## WRITTEN EXERCISE:
Rewrite the stretch from the line containing "Exercise. Pick out the wristwatch" through the end of the records, putting "image coordinates" wherever "pixel coordinates" appears and leaving everything else as it is.

## Stored records:
....................

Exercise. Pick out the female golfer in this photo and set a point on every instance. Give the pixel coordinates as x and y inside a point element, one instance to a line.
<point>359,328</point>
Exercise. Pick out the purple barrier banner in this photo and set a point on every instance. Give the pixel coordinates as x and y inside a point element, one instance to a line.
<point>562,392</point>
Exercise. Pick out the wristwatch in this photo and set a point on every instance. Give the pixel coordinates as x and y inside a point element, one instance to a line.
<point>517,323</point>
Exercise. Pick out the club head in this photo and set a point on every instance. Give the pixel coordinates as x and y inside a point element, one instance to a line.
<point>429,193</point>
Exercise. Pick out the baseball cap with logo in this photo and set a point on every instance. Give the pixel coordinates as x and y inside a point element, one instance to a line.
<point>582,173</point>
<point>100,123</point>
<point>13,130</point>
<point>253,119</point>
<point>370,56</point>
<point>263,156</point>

....................

## RESPONSE TO THE TASK:
Exercise. Pick out the wristwatch in this photo and set a point on every instance. Give the image coordinates as x and y inside a point element, one instance to a line.
<point>517,323</point>
Exercise. Pick out the club head in this photo and set a point on every instance. Give the image coordinates as x and y inside a point element, one instance to a line.
<point>429,193</point>
Exercise. Pick out the baseball cap with logo in this photo and set a point on every instance. Give the image coordinates as x and y inside a point element, one instance to a line.
<point>582,173</point>
<point>100,123</point>
<point>13,130</point>
<point>253,119</point>
<point>370,56</point>
<point>263,156</point>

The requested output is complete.